(Image point annotation entries)
- - - - -
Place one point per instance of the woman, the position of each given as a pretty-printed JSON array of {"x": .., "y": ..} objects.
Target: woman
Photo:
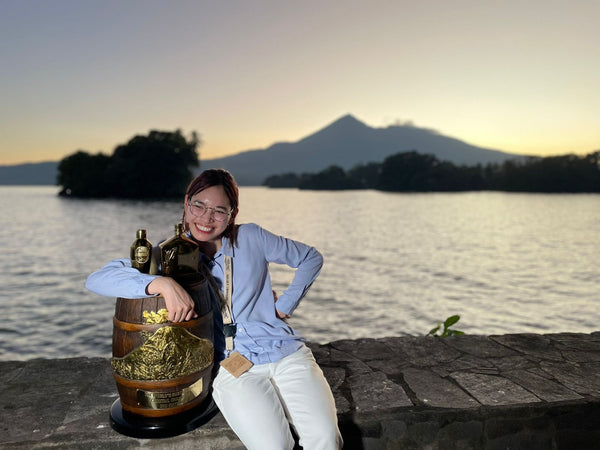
[{"x": 281, "y": 383}]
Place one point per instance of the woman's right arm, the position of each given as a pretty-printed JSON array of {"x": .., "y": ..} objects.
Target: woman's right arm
[{"x": 119, "y": 279}]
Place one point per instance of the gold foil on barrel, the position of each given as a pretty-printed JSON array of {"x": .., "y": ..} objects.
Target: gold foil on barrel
[{"x": 170, "y": 352}]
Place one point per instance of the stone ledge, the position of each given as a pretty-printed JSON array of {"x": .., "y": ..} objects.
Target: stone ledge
[{"x": 507, "y": 391}]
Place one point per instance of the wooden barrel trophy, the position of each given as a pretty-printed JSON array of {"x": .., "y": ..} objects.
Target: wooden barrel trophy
[{"x": 163, "y": 370}]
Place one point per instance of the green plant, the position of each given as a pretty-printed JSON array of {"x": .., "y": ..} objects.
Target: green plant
[{"x": 446, "y": 331}]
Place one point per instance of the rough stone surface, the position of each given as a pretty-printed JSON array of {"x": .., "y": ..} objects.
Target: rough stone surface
[{"x": 463, "y": 392}]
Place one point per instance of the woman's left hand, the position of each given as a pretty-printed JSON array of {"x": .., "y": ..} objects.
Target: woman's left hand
[{"x": 279, "y": 314}]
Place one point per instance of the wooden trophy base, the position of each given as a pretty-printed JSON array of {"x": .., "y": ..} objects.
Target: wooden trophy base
[{"x": 134, "y": 425}]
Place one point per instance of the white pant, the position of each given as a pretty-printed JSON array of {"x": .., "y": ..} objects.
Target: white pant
[{"x": 261, "y": 404}]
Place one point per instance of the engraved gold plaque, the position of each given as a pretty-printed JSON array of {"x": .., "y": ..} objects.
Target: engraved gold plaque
[{"x": 165, "y": 400}]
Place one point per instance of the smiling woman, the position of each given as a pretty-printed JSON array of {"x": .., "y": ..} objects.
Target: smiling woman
[{"x": 265, "y": 366}]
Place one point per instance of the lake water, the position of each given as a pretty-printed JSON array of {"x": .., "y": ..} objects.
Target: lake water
[{"x": 395, "y": 263}]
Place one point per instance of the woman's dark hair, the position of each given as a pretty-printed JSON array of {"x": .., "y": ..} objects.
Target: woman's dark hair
[{"x": 217, "y": 177}]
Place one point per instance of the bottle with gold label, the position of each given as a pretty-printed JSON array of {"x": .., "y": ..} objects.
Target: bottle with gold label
[
  {"x": 179, "y": 255},
  {"x": 141, "y": 252}
]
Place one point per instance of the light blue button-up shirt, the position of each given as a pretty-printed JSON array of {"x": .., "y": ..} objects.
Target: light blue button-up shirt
[{"x": 261, "y": 336}]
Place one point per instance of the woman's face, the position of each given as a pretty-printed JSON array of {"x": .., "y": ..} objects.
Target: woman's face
[{"x": 203, "y": 211}]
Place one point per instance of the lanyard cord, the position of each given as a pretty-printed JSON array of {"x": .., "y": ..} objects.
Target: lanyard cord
[{"x": 224, "y": 300}]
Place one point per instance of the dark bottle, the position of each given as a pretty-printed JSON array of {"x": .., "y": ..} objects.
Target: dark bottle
[
  {"x": 141, "y": 252},
  {"x": 179, "y": 255}
]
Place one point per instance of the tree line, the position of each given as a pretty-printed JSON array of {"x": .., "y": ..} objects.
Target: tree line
[
  {"x": 154, "y": 166},
  {"x": 416, "y": 172}
]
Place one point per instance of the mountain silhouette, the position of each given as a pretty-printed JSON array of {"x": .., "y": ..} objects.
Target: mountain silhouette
[{"x": 348, "y": 142}]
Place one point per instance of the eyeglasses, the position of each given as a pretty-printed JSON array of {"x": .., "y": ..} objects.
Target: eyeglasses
[{"x": 198, "y": 209}]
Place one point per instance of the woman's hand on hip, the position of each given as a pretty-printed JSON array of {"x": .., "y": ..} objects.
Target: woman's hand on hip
[{"x": 180, "y": 305}]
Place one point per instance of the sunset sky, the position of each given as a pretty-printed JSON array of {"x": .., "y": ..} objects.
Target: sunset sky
[{"x": 518, "y": 76}]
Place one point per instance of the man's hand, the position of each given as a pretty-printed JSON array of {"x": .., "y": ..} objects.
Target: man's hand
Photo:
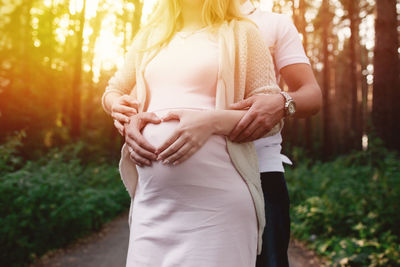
[
  {"x": 193, "y": 131},
  {"x": 141, "y": 151},
  {"x": 122, "y": 108},
  {"x": 265, "y": 111}
]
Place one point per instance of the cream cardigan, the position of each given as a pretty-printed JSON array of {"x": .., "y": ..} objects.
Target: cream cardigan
[{"x": 245, "y": 69}]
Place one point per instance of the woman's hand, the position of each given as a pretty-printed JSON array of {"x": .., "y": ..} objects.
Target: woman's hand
[
  {"x": 194, "y": 129},
  {"x": 140, "y": 150},
  {"x": 122, "y": 108}
]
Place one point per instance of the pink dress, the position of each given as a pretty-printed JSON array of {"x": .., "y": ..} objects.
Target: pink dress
[{"x": 199, "y": 213}]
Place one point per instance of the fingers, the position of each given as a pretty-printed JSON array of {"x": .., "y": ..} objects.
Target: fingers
[
  {"x": 246, "y": 133},
  {"x": 128, "y": 111},
  {"x": 149, "y": 117},
  {"x": 142, "y": 155},
  {"x": 186, "y": 156},
  {"x": 130, "y": 100},
  {"x": 172, "y": 115},
  {"x": 119, "y": 127},
  {"x": 120, "y": 117},
  {"x": 257, "y": 134},
  {"x": 167, "y": 144},
  {"x": 134, "y": 134},
  {"x": 243, "y": 104},
  {"x": 242, "y": 126},
  {"x": 136, "y": 158},
  {"x": 178, "y": 154}
]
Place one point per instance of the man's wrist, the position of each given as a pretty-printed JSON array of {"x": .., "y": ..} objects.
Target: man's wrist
[{"x": 289, "y": 105}]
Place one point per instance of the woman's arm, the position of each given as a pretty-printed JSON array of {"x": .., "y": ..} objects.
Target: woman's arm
[
  {"x": 194, "y": 129},
  {"x": 116, "y": 100}
]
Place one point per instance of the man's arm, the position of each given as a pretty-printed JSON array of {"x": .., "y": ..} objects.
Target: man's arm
[
  {"x": 268, "y": 110},
  {"x": 303, "y": 88}
]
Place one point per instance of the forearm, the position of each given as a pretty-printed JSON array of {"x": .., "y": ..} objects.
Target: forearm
[
  {"x": 308, "y": 100},
  {"x": 224, "y": 121},
  {"x": 303, "y": 88}
]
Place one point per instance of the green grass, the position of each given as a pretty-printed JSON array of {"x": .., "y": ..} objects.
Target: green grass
[{"x": 52, "y": 201}]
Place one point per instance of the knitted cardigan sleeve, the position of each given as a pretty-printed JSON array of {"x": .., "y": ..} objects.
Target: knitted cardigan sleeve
[
  {"x": 124, "y": 79},
  {"x": 259, "y": 70}
]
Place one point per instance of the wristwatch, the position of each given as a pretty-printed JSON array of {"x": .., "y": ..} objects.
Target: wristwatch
[{"x": 290, "y": 105}]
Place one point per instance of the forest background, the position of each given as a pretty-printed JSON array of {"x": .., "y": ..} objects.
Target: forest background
[{"x": 59, "y": 150}]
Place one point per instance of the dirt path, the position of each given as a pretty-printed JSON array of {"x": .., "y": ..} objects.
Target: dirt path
[{"x": 108, "y": 247}]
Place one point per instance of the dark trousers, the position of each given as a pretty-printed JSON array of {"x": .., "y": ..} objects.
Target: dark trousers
[{"x": 277, "y": 230}]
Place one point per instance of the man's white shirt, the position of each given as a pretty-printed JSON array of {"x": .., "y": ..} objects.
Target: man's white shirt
[{"x": 282, "y": 37}]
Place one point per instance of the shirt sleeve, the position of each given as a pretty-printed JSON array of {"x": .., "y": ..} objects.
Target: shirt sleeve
[
  {"x": 124, "y": 79},
  {"x": 289, "y": 48}
]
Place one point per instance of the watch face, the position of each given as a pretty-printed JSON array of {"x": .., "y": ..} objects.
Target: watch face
[{"x": 291, "y": 108}]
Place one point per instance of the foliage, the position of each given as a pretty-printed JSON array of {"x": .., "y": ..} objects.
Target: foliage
[
  {"x": 347, "y": 209},
  {"x": 54, "y": 200}
]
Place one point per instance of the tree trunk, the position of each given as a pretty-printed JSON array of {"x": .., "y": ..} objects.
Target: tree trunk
[
  {"x": 386, "y": 87},
  {"x": 327, "y": 142},
  {"x": 75, "y": 113},
  {"x": 355, "y": 76}
]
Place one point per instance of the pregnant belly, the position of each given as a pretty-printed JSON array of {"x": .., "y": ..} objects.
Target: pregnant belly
[
  {"x": 210, "y": 167},
  {"x": 206, "y": 184}
]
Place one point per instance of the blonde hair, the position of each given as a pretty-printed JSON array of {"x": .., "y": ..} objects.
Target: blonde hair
[{"x": 166, "y": 19}]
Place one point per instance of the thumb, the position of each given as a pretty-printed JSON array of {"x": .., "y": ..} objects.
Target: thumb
[
  {"x": 242, "y": 104},
  {"x": 172, "y": 115},
  {"x": 151, "y": 117},
  {"x": 130, "y": 100}
]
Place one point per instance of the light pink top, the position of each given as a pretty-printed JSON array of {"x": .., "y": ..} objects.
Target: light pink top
[{"x": 189, "y": 79}]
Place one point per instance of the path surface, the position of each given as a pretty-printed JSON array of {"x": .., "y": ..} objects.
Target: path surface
[{"x": 108, "y": 247}]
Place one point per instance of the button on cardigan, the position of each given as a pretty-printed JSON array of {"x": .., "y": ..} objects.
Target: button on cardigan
[{"x": 245, "y": 69}]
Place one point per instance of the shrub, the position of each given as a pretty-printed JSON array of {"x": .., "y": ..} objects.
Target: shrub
[{"x": 347, "y": 209}]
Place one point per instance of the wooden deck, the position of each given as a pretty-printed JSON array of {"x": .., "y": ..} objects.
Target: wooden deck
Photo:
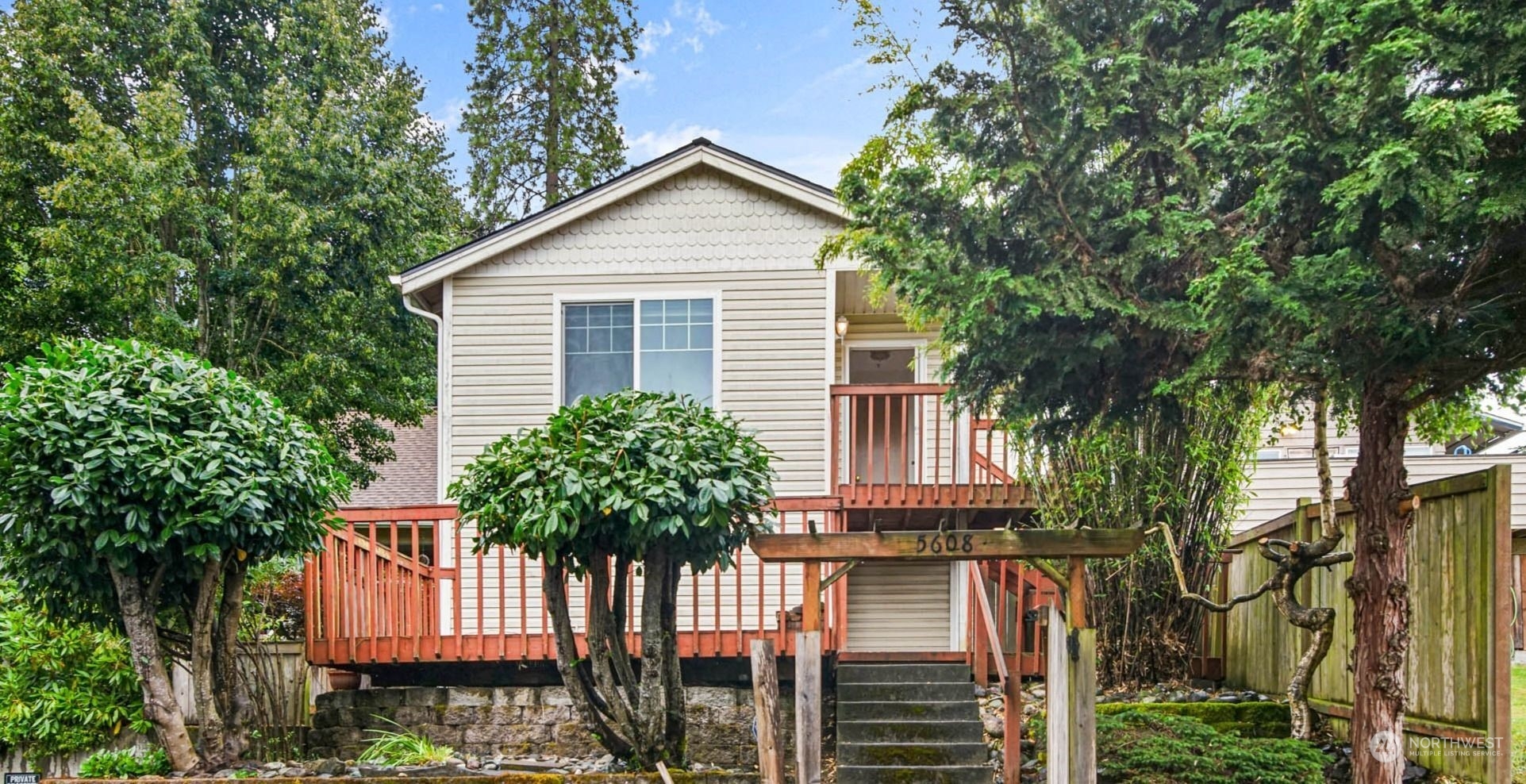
[{"x": 403, "y": 586}]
- - - - -
Output only the lines running from the line with "Place one point per instance of the pregnant" through the last line of the entries above, inclusive, with pictures excluded.

**SOLVED PROBLEM:**
Place one point per instance of the pregnant belly, the position of each given as a pretty-printed JSON array of {"x": .., "y": ..} objects.
Target: pregnant belly
[
  {"x": 210, "y": 167},
  {"x": 206, "y": 184}
]
Place one point per instance of the blonde hair, the position of each given as a pretty-printed JSON array of {"x": .., "y": ..} objects.
Target: blonde hair
[{"x": 166, "y": 19}]
Place one point per instance of the thumb, the position of each given as a pretty-printed JSON array of {"x": .., "y": ..} objects.
Target: thumb
[
  {"x": 242, "y": 104},
  {"x": 172, "y": 115},
  {"x": 151, "y": 117},
  {"x": 130, "y": 100}
]
Place one point per instance of the light pink top, the position of each given as a pretty-printed JSON array of {"x": .., "y": ..} objects.
Target: light pink top
[{"x": 189, "y": 79}]
Place one point per instance of the path surface, the position of each given as a pretty-printed JSON array of {"x": .., "y": ..} objects.
Target: path surface
[{"x": 108, "y": 247}]
Place one point per instance of the button on cardigan, the position of each given as a pretty-printed JSON array of {"x": .., "y": ..} objects.
Target: button on cardigan
[{"x": 245, "y": 69}]
Place one point per instance of the shrub, the position of each given as a pretty-printed JSON array of {"x": .., "y": ..} objects.
Target: shrub
[{"x": 347, "y": 209}]
Place one point per instance of the wooden deck, the position of each given as a pretty-printed JSON array of {"x": .., "y": ..} objects.
Target: wooden deck
Photo:
[{"x": 403, "y": 586}]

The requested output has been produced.